[Source excerpt]

# Installing as only OS on new Lenovo L340 Ryzen 5 system



## SteveWisc (Jul 24, 2019)

Recently bought two Lenovo L340 17in Ryzen 5 Win 10 laptops for a stupid good price. Looking to install BSD on one of them. 
Cut my teeth, many years ago, on a 3B2 system, but just retired from 30+ years in WinWorld. Considering the specs, the slowest and most frustrating machine I've ever had.

Concerns: 
Bios
Driver for Radeon Vega graphics

Tips, advice and warnings would be greatly appreciated.


----------



## SirDice (Jul 24, 2019)

SteveWisc said:


> Driver for Radeon Vega graphics


In addition to the handbook, have a look here: https://wiki.freebsd.org/Graphics#AMD_Graphics
(the handbook doesn't contain this information yet)

There are a few threads regarding Ryzen, be sure to check those too.


----------



## SteveWisc (Jul 24, 2019)

Thank-you! I was pleasantly surprised at what "clicked". Having said that, it's time to break out the shop vac and clean the cob webs. 
This has motivated me to purchase a long lost friend, UNIX and Linux System Administration Handbook*. *
5th edition? How time flies.


----------

[Entries shown]
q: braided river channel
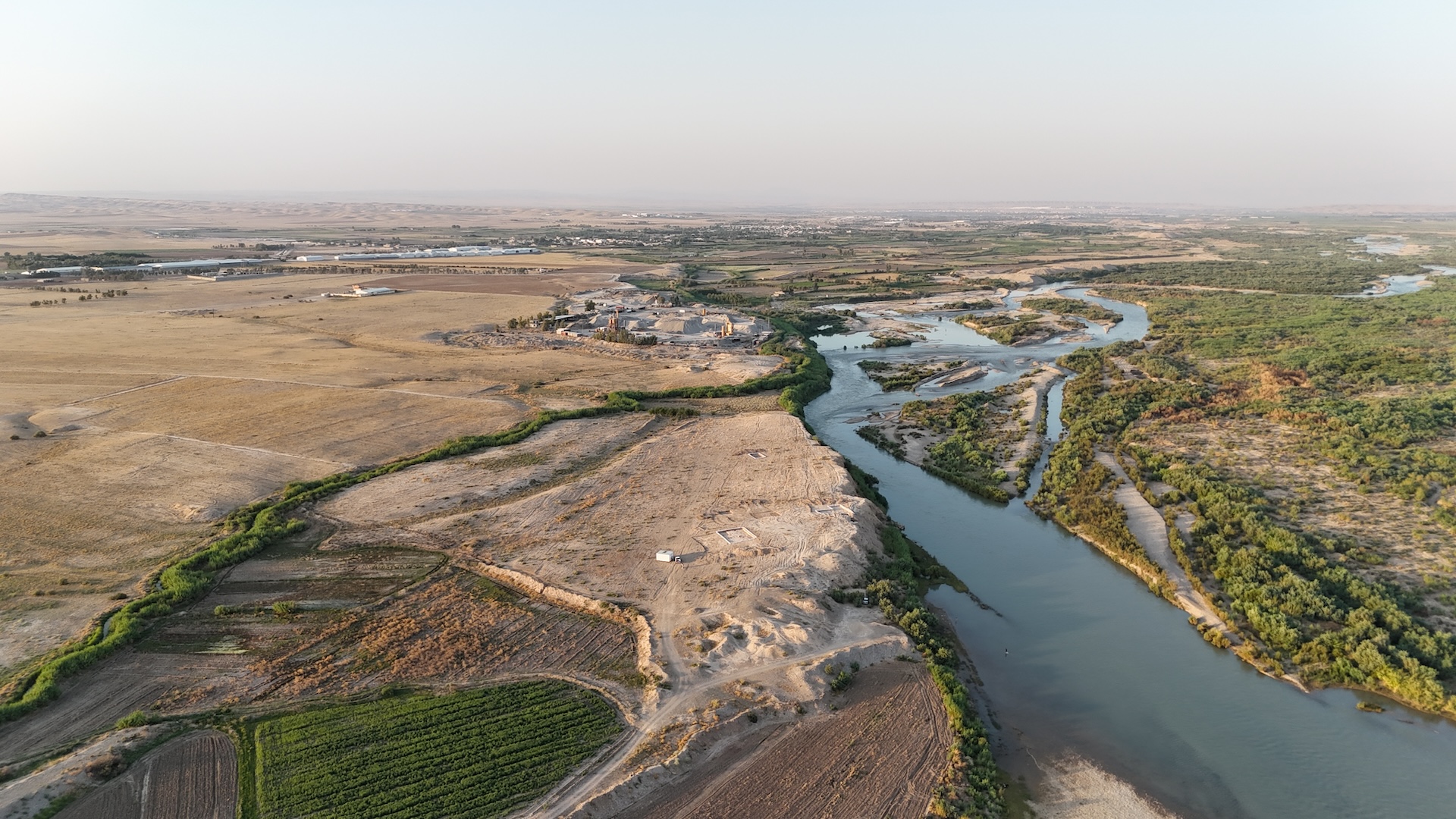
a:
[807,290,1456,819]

==

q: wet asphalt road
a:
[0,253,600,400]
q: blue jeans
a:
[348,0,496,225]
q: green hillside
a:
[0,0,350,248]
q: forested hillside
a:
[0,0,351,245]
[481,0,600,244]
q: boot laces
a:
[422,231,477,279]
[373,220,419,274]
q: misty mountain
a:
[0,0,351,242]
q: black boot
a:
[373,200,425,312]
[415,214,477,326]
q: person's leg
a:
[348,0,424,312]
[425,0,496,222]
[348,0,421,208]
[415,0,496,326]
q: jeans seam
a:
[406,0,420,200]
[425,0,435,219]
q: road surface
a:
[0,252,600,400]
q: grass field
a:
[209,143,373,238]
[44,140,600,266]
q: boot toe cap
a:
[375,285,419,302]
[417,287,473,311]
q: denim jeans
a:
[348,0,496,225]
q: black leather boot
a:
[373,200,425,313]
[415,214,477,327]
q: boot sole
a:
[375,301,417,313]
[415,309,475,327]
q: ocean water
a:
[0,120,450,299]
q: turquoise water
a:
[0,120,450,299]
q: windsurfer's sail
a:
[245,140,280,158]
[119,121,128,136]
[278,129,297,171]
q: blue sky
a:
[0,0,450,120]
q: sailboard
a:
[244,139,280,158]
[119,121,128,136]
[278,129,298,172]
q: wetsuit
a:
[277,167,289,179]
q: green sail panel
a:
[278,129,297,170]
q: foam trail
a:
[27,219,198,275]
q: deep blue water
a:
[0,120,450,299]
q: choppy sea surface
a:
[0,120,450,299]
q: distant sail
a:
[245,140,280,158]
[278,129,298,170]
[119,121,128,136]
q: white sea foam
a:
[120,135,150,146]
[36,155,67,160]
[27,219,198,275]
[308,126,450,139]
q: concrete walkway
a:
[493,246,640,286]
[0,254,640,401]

...

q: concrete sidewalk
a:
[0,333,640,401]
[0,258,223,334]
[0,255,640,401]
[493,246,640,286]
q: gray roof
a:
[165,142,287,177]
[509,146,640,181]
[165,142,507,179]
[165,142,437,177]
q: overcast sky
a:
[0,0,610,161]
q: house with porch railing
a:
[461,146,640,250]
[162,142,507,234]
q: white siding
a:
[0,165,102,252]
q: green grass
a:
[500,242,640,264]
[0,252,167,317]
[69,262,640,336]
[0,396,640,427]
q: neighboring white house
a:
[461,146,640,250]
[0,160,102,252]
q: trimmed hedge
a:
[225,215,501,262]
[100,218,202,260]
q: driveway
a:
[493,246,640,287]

[Tasks to perform]
• a. In the forum thread about the Lenovo L340, what graphics hardware does the original poster list as a concern?
• b. Reproduce the rows in the stretch from the line containing "q: white siding" through the line containing "[493,246,640,287]", including the q: lines. Shift every bounding-box coordinate in the answers by -30.
The forum thread and the rows have nothing to do with each other.

[Solutions in order]
• a. Radeon Vega graphics.

• b.
q: white siding
a:
[-30,135,72,222]
q: green grass
a:
[470,212,610,234]
[-30,222,137,287]
[39,232,610,306]
[-30,366,610,397]
q: neighboring white house
a:
[431,116,610,220]
[-30,130,72,222]
q: trimmed hedge
a:
[195,185,471,232]
[70,188,172,230]
q: driveway
a:
[463,216,610,257]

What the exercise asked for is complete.